_EXERCISE AIM_. Write out the lines below as a numbered list, skipping any blank lines and leaving out the pictures.
= = = = = = =
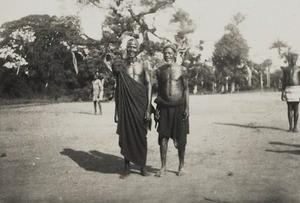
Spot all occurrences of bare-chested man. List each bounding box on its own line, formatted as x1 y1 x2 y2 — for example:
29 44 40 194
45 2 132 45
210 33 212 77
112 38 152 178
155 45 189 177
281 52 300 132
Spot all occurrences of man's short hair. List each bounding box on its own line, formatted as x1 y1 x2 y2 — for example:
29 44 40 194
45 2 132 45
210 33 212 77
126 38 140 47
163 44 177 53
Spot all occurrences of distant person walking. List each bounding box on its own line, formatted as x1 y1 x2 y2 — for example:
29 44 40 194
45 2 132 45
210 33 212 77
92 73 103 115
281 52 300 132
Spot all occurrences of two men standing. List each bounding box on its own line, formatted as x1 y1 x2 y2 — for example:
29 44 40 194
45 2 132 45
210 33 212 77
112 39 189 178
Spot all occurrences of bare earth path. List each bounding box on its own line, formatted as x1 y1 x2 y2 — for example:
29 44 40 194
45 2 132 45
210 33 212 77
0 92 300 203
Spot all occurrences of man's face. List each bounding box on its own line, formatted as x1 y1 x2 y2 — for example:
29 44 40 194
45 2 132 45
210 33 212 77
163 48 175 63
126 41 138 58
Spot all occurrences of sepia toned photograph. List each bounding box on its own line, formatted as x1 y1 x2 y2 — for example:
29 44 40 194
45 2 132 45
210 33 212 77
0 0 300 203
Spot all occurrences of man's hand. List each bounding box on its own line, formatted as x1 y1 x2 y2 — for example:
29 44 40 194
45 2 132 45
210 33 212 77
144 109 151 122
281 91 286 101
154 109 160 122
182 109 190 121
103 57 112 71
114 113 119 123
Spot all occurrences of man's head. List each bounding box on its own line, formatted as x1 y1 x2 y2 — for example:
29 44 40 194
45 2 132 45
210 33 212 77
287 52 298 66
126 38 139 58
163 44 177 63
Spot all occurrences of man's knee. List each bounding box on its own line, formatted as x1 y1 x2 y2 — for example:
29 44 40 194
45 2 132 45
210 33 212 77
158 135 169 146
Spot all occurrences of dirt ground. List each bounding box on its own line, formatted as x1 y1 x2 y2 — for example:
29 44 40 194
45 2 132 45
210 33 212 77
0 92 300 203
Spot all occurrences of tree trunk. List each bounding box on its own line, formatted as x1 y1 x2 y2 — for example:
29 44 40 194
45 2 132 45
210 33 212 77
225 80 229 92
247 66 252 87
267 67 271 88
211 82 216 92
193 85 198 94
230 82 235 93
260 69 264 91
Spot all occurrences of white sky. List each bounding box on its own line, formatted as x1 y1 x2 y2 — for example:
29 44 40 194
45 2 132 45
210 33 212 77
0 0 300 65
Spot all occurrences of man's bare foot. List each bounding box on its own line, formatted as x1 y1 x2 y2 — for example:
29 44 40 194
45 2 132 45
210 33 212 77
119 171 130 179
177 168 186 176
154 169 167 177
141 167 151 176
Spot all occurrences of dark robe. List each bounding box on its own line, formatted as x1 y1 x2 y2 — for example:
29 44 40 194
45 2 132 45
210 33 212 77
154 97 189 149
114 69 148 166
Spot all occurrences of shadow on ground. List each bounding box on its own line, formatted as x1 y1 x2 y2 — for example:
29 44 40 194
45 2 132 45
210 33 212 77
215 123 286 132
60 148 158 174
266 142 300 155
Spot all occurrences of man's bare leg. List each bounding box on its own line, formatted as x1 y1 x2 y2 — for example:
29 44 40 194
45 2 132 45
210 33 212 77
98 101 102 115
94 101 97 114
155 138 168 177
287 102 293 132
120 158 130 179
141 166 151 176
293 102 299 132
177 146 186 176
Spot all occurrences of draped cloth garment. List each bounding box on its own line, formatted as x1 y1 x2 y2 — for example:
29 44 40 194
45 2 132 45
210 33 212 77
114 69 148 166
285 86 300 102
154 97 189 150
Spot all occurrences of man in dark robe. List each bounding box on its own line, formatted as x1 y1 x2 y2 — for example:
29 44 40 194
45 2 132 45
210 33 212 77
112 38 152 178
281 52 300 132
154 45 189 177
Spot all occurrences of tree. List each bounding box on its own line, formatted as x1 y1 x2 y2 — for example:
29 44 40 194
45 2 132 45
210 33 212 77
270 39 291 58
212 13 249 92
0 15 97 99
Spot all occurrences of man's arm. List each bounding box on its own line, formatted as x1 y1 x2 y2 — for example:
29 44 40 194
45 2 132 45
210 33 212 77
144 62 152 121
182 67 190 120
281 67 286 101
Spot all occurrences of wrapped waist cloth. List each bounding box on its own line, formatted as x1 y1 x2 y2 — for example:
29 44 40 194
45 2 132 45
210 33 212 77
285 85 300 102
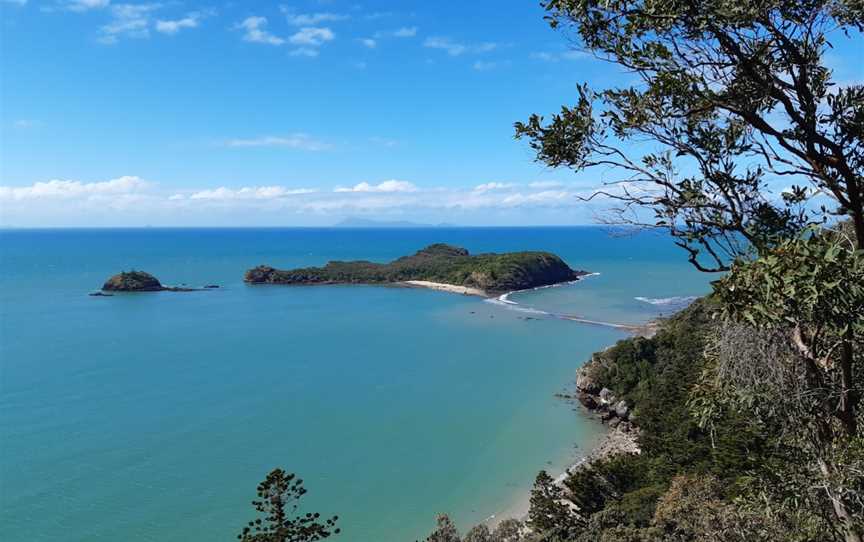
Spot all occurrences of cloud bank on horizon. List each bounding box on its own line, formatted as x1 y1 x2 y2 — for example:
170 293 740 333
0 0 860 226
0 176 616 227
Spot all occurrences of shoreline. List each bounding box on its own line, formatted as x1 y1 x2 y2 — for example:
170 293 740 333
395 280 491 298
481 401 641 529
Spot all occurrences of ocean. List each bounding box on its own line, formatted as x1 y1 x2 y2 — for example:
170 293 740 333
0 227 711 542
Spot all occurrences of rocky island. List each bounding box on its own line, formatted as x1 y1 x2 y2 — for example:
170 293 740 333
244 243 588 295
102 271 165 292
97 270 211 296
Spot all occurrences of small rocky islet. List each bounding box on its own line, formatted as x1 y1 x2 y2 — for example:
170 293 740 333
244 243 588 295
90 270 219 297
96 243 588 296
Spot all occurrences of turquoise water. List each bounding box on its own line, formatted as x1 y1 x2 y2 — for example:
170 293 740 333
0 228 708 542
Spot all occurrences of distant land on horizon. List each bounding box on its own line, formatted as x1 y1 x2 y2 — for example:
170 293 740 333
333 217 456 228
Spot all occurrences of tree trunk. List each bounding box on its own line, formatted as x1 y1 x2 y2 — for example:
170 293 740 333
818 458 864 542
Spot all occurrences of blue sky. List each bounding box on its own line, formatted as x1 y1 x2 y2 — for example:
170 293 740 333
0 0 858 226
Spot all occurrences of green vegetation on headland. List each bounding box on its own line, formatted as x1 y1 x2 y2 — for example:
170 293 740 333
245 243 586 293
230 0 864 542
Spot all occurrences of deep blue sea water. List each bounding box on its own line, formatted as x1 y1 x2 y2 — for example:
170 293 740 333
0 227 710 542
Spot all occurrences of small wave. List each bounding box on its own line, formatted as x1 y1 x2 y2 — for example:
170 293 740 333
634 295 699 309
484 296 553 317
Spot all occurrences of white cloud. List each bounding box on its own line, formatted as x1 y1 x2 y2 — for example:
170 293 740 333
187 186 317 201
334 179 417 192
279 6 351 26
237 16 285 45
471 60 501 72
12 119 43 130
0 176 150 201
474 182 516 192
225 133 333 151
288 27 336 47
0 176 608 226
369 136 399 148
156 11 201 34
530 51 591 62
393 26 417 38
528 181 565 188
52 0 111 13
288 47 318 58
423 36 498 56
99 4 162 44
= = = = = = =
_FULL SOLUTION_.
1. Spot all occurrences of bare-chested man. List each bounding box on its own line, formatted as x1 y1 x2 y2 — for example:
2. 29 44 40 194
3. 45 2 132 45
4. 210 33 212 77
5. 112 38 152 178
6. 155 45 189 177
7. 281 52 300 132
8. Spot all occurrences of man's short hair. List each bounding box on its own line, formatted as x1 y1 x2 y2 — for example:
9. 29 44 40 194
10. 45 2 132 45
11. 210 33 212 77
12. 126 38 140 47
13. 163 44 177 53
14. Spot all occurrences of distant person walking. List each bounding box on its own line, formatted as x1 y1 x2 y2 — for example:
15. 29 44 40 194
16. 45 2 132 45
17. 210 33 212 77
18. 92 73 103 115
19. 281 52 300 132
20. Spot all occurrences of two men standing. List each bounding box on its own line, formatted as x1 y1 x2 y2 — for example:
21. 29 44 40 194
22. 45 2 132 45
23. 210 33 212 77
24. 112 39 189 178
25. Spot all occurrences of bare earth path. List each bounding box on its own line, formatted as x1 y1 x2 y2 — for example:
26. 29 44 40 194
27. 45 2 132 45
28. 210 33 212 77
29. 0 92 300 203
30. Spot all occurrences of man's face. List each bounding box on its own line, formatted as x1 y1 x2 y2 — for example:
31. 29 44 40 194
32. 45 2 132 45
33. 210 33 212 77
34. 163 48 175 63
35. 126 41 138 58
36. Spot all occurrences of sepia toned photograph. List each bounding box on its own line, formatted as x1 y1 x2 y2 — for example:
37. 29 44 40 194
38. 45 2 132 45
39. 210 33 212 77
40. 0 0 300 203
41. Spot all occurrences of man's hand. List each bounding box on its own line, formatted as x1 y1 x2 y2 — for example:
42. 29 44 40 194
43. 45 2 132 45
44. 210 33 212 77
45. 144 109 151 122
46. 281 91 286 101
47. 154 109 160 122
48. 182 109 190 121
49. 103 57 112 71
50. 114 113 119 123
51. Spot all occurrences of man's head. List each bounding box on its own line, formatted as x1 y1 x2 y2 — for example:
52. 29 44 40 194
53. 45 2 132 45
54. 210 33 212 77
55. 287 52 298 66
56. 126 38 139 58
57. 163 44 177 63
58. Spot all occurrences of man's knee. List each bounding box on its own line, formatted as x1 y1 x2 y2 — for example:
59. 29 44 40 194
60. 45 2 132 45
61. 210 33 212 77
62. 158 135 169 146
63. Spot all occurrences of dirt ground. List each bounding box on its own line, formatted as x1 y1 x2 y2 — for example:
64. 29 44 40 194
65. 45 2 132 45
66. 210 33 212 77
67. 0 92 300 203
68. Spot all occurrences of tree trunk. List each bounding box on its own line, formatted as x1 y1 x2 y2 — for example:
69. 29 44 40 194
70. 45 2 132 45
71. 210 33 212 77
72. 225 80 229 92
73. 247 66 252 87
74. 267 67 271 88
75. 211 82 216 92
76. 193 85 198 94
77. 230 82 235 93
78. 260 69 264 91
79. Spot all occurrences of white sky. List each bounding box on its own line, formatted as x1 y1 x2 y2 — for example:
80. 29 44 40 194
81. 45 2 132 45
82. 210 33 212 77
83. 0 0 300 65
84. Spot all occurrences of man's bare foot. List each bounding box on its own line, formatted as x1 y1 x2 y2 — for example:
85. 29 44 40 194
86. 45 2 132 45
87. 210 33 212 77
88. 119 171 130 179
89. 177 168 186 176
90. 154 169 167 177
91. 141 167 151 176
92. Spot all occurrences of dark robe. List each bounding box on its own line, formatted as x1 y1 x2 y2 — for example:
93. 29 44 40 194
94. 45 2 132 45
95. 210 33 212 77
96. 154 97 189 149
97. 114 69 148 166
98. Spot all occurrences of shadow on ground. List each bounding box on its own line, formatted as x1 y1 x2 y2 — for example:
99. 29 44 40 194
100. 45 2 132 45
101. 210 33 212 77
102. 215 123 286 132
103. 60 148 158 174
104. 266 142 300 155
105. Spot all occurrences of man's bare leg. List each bounding box on its own line, formatted as x1 y1 x2 y2 — for example:
106. 29 44 40 194
107. 45 2 132 45
108. 210 33 212 77
109. 98 101 102 115
110. 94 101 97 114
111. 155 138 168 177
112. 287 102 293 132
113. 120 158 130 179
114. 141 166 151 176
115. 293 102 299 132
116. 177 146 186 176
117. Spot all occurrences of draped cloth garment. List each bounding box on its own line, formatted as x1 y1 x2 y2 — for example:
118. 29 44 40 194
119. 45 2 132 45
120. 210 33 212 77
121. 114 69 148 166
122. 285 86 300 102
123. 154 97 189 150
124. Spot all occurrences of man in dark robe. List each bounding box on its own line, formatted as x1 y1 x2 y2 — for example:
125. 29 44 40 194
126. 45 2 132 45
127. 210 33 212 77
128. 112 38 152 178
129. 281 52 300 132
130. 154 45 189 177
131. Spot all occurrences of tree. List each bounding box on its own line, formatted as x1 y1 x2 y2 — for example:
132. 29 44 40 194
133. 45 2 132 45
134. 210 33 212 77
135. 270 39 291 58
136. 212 13 249 92
137. 0 15 97 99
138. Spot all occurrences of man's arm. List each bounding box on its own line, formatted as x1 y1 x2 y2 — for example:
139. 29 44 40 194
140. 45 2 132 45
141. 210 33 212 77
142. 144 62 152 121
143. 182 67 190 120
144. 281 67 286 101
145. Spot all occurrences of wrapped waist cloth. List each bounding box on its own line, formatted as x1 y1 x2 y2 — for example:
146. 29 44 40 194
147. 45 2 132 45
148. 210 33 212 77
149. 285 85 300 102
150. Spot all occurrences of cloud bank on horizon. List each bounding box on its own line, formatted as x1 y1 x2 y2 — for example:
151. 170 293 740 333
152. 0 0 860 226
153. 0 176 616 227
154. Spot all occurrences of shoreline. List each bounding box on its own line, formatted as x1 y1 x2 y2 — for example:
155. 170 293 740 333
156. 395 280 491 298
157. 481 401 641 529
158. Spot all occurrences of ocean. List each bounding box on its own line, formatted as x1 y1 x2 y2 — for example:
159. 170 293 740 333
160. 0 227 711 542
161. Spot all occurrences of rocky island. List each bounding box on its own line, formatted as x1 y1 x2 y2 — for example:
162. 170 293 740 333
163. 244 243 588 295
164. 102 271 165 292
165. 97 270 211 296
166. Spot all occurrences of small rocky islet. List each bounding box on its own line, formatted as x1 y1 x2 y2 — for example:
167. 170 293 740 333
168. 244 243 588 295
169. 90 270 219 297
170. 96 243 588 296
171. Spot all occurrences of turquoise water. List each bounding box on its own line, formatted as x1 y1 x2 y2 — for example:
172. 170 293 740 333
173. 0 228 708 542
174. Spot all occurrences of distant land on horizon. List each bounding box on its own line, formatted as x1 y1 x2 y2 — for example:
175. 170 293 740 333
176. 333 217 456 228
177. Spot all occurrences of tree trunk. List each bounding box on its own line, formatted as x1 y1 x2 y2 — for example:
178. 170 293 740 333
179. 818 458 864 542
180. Spot all occurrences of blue sky. List each bounding box on its own line, formatted as x1 y1 x2 y2 — for example:
181. 170 293 740 333
182. 0 0 858 226
183. Spot all occurrences of green vegetation on headland. List each bounding box on its own line, formatted as x1 y1 x2 y2 — for example:
184. 170 293 740 333
185. 245 243 586 293
186. 230 0 864 542
187. Spot all occurrences of deep blue sea water. List each bounding box on its own line, formatted as x1 y1 x2 y2 — for example:
188. 170 293 740 333
189. 0 227 710 542
190. Spot all occurrences of small wave. List each bounding box on its own line, formatted as x1 y1 x2 y2 — for example:
191. 170 293 740 333
192. 634 295 699 309
193. 484 296 553 317
194. Spot all occurrences of white cloud. List each bounding box on its own line, formatted as x1 y1 x2 y2 — for example:
195. 170 293 740 333
196. 187 186 317 201
197. 334 179 417 192
198. 279 6 351 26
199. 237 16 285 45
200. 471 60 501 72
201. 12 119 43 130
202. 0 176 150 201
203. 474 182 516 192
204. 225 133 333 151
205. 288 27 336 47
206. 0 176 608 226
207. 369 136 399 148
208. 156 11 201 34
209. 530 51 591 62
210. 393 26 417 38
211. 528 181 565 188
212. 52 0 111 13
213. 288 47 318 58
214. 423 36 498 56
215. 99 4 162 44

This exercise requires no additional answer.